● **STATED PROBLEM 1**
Reproduce verbatim the stretch of the s390x vector permute patch from "To: gcc-patches; +Cc: krebbel" through "gcc.target/s390/vector/vec-expand-replicate.c: New test.".
● **STATED PROBLEM 2**
Carry on the s390x vector permute patch from the point where it stops.

* [PATCH] s390x: Optimize vector permute with constant indexes
@ 2024-04-02 7:56 Juergen Christ
2024-04-09 9:51 ` Stefan Schulze Frielinghaus
0 siblings, 1 reply; 3+ messages in thread
From: Juergen Christ @ 2024-04-02 7:56 UTC (permalink / raw)
To: gcc-patches; +Cc: krebbel
Loop vectorizer can generate vector permutes with constant indexes
where all indexes are equal. Optimize this case to use vector
replicate instead of vector permute.
gcc/ChangeLog:
* config/s390/s390.cc (expand_perm_as_replicate): Implement.
(vectorize_vec_perm_const_1): Call new function.
* config/s390/vx-builtins.md (vec_splat<mode>): Change to...
(@vec_splat<mode>): ...this.
gcc/testsuite/ChangeLog:
* gcc.target/s390/vector/vec-expand-replicate.c: New test.
Bootstrapped and regtested on s390x. Ok for trunk?

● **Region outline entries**
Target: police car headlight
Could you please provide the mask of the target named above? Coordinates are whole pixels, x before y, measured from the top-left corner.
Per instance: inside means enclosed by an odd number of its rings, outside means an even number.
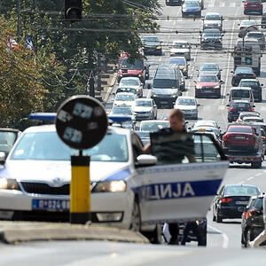
[[[92,189],[92,192],[124,192],[127,184],[123,180],[98,182]]]
[[[0,177],[0,189],[20,191],[18,182],[15,179]]]

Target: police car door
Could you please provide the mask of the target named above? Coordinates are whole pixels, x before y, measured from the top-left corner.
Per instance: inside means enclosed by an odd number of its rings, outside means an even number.
[[[138,168],[142,224],[206,217],[228,161],[223,160],[223,152],[208,137],[200,134],[192,137],[196,162],[188,163],[184,158],[179,164]]]

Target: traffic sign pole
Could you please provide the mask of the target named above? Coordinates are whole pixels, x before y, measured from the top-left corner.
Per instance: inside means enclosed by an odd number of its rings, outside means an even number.
[[[91,220],[90,160],[90,156],[71,156],[71,223],[86,223]]]

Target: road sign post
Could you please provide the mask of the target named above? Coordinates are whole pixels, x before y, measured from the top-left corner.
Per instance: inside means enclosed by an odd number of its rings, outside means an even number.
[[[90,220],[90,178],[89,155],[82,151],[98,145],[107,131],[104,106],[89,96],[74,96],[58,110],[56,129],[61,140],[79,155],[71,156],[70,223],[85,223]]]

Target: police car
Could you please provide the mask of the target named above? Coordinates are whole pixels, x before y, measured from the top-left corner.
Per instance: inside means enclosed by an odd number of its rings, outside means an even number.
[[[0,218],[67,220],[70,156],[77,153],[54,125],[26,129],[0,171]],[[112,126],[84,153],[91,160],[92,222],[153,239],[162,223],[205,217],[228,168],[223,160],[156,165],[156,157],[141,154],[135,132]]]

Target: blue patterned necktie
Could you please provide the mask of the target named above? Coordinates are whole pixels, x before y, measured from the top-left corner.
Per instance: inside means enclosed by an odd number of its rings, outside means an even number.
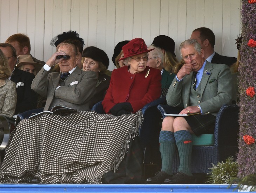
[[[193,88],[195,90],[196,90],[196,74],[197,74],[197,72],[194,72],[194,76],[193,78]]]
[[[69,74],[69,74],[69,72],[63,72],[62,73],[62,75],[60,77],[60,78],[61,79],[61,80],[64,80],[68,77]]]

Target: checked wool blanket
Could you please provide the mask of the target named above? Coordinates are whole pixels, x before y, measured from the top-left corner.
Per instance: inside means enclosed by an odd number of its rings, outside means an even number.
[[[0,171],[1,183],[101,183],[116,171],[138,135],[141,111],[116,117],[92,111],[42,114],[16,128]]]

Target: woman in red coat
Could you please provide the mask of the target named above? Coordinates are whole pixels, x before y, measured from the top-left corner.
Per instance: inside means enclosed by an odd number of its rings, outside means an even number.
[[[127,66],[113,70],[110,84],[102,102],[106,113],[119,116],[134,113],[158,98],[161,92],[159,70],[147,66],[148,50],[144,40],[137,38],[122,49]]]

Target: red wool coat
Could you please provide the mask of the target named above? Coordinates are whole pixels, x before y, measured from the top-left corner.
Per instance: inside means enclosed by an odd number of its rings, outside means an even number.
[[[116,104],[129,102],[134,113],[145,105],[157,99],[161,93],[161,73],[158,69],[147,66],[142,72],[132,74],[128,67],[114,69],[110,84],[102,104],[107,113]],[[150,69],[145,78],[146,73]]]

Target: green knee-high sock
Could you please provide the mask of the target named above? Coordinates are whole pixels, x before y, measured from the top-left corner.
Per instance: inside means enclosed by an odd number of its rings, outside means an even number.
[[[177,131],[174,133],[174,135],[180,156],[180,166],[178,171],[191,176],[192,175],[190,168],[192,135],[186,130]]]
[[[172,164],[176,145],[173,132],[163,131],[159,136],[160,152],[161,153],[162,166],[161,170],[169,175],[173,174]]]

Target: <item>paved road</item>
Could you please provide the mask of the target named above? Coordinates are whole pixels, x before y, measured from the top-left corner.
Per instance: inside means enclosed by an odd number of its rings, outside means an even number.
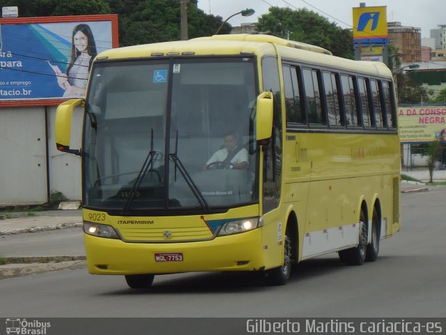
[[[81,256],[85,255],[80,227],[0,237],[0,256]]]
[[[122,276],[66,270],[0,281],[0,315],[20,317],[440,317],[446,311],[444,188],[402,195],[402,230],[378,261],[348,267],[336,254],[304,262],[289,284],[254,274],[158,276],[151,290]],[[60,234],[58,231],[56,234]],[[54,235],[48,235],[54,239]]]

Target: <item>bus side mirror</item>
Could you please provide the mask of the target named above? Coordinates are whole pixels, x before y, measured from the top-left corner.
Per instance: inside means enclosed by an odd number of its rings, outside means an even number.
[[[268,140],[272,133],[272,92],[263,92],[257,97],[256,103],[257,141]]]
[[[61,103],[56,111],[56,146],[57,149],[80,156],[78,149],[70,149],[72,110],[77,106],[84,105],[84,99],[72,99]]]

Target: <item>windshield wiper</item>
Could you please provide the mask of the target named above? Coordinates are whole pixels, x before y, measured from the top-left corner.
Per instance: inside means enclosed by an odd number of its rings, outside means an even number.
[[[147,171],[149,170],[151,167],[153,165],[153,157],[155,156],[155,154],[156,151],[153,150],[153,128],[151,130],[151,149],[147,154],[147,157],[144,160],[144,163],[141,167],[141,170],[139,170],[139,173],[138,173],[138,176],[133,183],[133,186],[132,187],[132,191],[128,195],[128,198],[127,198],[127,201],[125,202],[125,204],[124,205],[124,208],[123,209],[123,214],[128,211],[128,209],[132,204],[132,202],[134,199],[134,197],[141,186],[141,183],[142,183]]]
[[[90,124],[91,124],[91,128],[93,128],[95,131],[98,130],[98,121],[96,121],[96,115],[95,115],[94,112],[90,110],[90,105],[87,104],[86,106],[85,110],[86,111],[86,114],[89,115],[89,118],[90,119]]]
[[[178,131],[176,131],[175,152],[174,154],[170,154],[169,155],[170,156],[170,158],[174,162],[174,163],[175,164],[175,180],[176,180],[176,170],[178,169],[178,171],[180,171],[180,173],[181,174],[184,179],[186,181],[186,183],[187,183],[187,185],[190,188],[190,190],[192,191],[192,193],[194,193],[194,195],[195,195],[195,198],[197,198],[197,200],[200,203],[200,205],[202,207],[204,207],[206,209],[208,209],[209,205],[208,204],[206,200],[204,198],[204,197],[200,192],[200,190],[199,189],[199,188],[197,187],[197,185],[195,185],[195,183],[194,183],[194,181],[190,177],[190,174],[189,174],[189,173],[187,172],[187,170],[185,169],[185,168],[181,163],[181,161],[180,160],[180,158],[177,154],[178,147]]]

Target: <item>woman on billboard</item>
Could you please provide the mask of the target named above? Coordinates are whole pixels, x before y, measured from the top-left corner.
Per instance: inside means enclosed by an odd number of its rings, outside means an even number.
[[[71,57],[67,70],[62,73],[59,68],[54,70],[59,86],[65,90],[64,98],[85,96],[91,63],[97,54],[90,27],[84,23],[77,25],[71,37]]]

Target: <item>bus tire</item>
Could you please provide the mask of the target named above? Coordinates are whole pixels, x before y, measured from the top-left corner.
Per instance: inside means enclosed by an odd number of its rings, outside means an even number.
[[[155,278],[154,274],[128,274],[125,275],[125,281],[132,289],[150,288]]]
[[[374,262],[378,258],[380,241],[379,217],[376,208],[374,208],[374,216],[371,218],[371,242],[367,246],[365,255],[366,262]]]
[[[281,267],[267,270],[265,274],[266,284],[270,286],[279,286],[286,284],[291,273],[291,239],[288,230],[285,233],[284,246],[284,264]]]
[[[359,243],[357,246],[349,249],[342,250],[338,253],[342,262],[349,265],[362,265],[364,264],[367,249],[367,224],[364,214],[364,209],[361,208],[360,214]]]

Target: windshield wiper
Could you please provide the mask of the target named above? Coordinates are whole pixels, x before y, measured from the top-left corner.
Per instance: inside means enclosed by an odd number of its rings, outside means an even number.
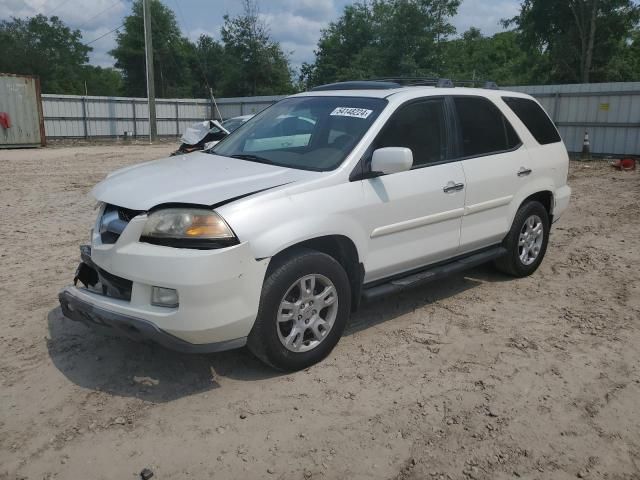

● **EXERCISE ANSWER 1**
To: gcc-patches; +Cc: krebbel
Loop vectorizer can generate vector permutes with constant indexes
where all indexes are equal. Optimize this case to use vector
replicate instead of vector permute.
gcc/ChangeLog:
* config/s390/s390.cc (expand_perm_as_replicate): Implement.
(vectorize_vec_perm_const_1): Call new function.
* config/s390/vx-builtins.md (vec_splat<mode>): Change to...
(@vec_splat<mode>): ...this.
gcc/testsuite/ChangeLog:
* gcc.target/s390/vector/vec-expand-replicate.c: New test.

● **EXERCISE ANSWER 2**
Signed-off-by: Juergen Christ <jchrist@linux.ibm.com>
---
gcc/config/s390/s390.cc | 32 +++++++++++++++++++
gcc/config/s390/vx-builtins.md | 2 +-
.../s390/vector/vec-expand-replicate.c | 30 +++++++++++++++++
3 files changed, 63 insertions(+), 1 deletion(-)
create mode 100644 gcc/testsuite/gcc.target/s390/vector/vec-expand-replicate.c
diff --git a/gcc/config/s390/s390.cc b/gcc/config/s390/s390.cc
index 372a23244032..4b4014ebe444 100644
--- a/gcc/config/s390/s390.cc
+++ b/gcc/config/s390/s390.cc
@@ -17923,6 +17923,35 @@ expand_perm_as_a_vlbr_vstbr_candidate (const struct expand_vec_perm_d &d)
return false;
}
+static bool expand_perm_as_replicate (const struct expand_vec_perm_d &d)
+{
+ unsigned char i;
+ unsigned char elem;
+ rtx base = d.op0;
+ rtx insn;
+ /* Needed to silence maybe-uninitialized warning. */
+ gcc_assert(d.nelt > 0);
+ elem = d.perm[0];
+ for (i = 1; i < d.nelt; ++i)
+ if (d.perm[i] != elem)
+ return false;
+ if (!d.testing_p)
+ {
+ if (elem >= d.nelt)
+ {
+ base = d.op1;
+ elem -= d.nelt;
+ }
+ insn = maybe_gen_vec_splat (d.vmode, d.target, base, GEN_INT (elem));
+ if (insn == NULL_RTX)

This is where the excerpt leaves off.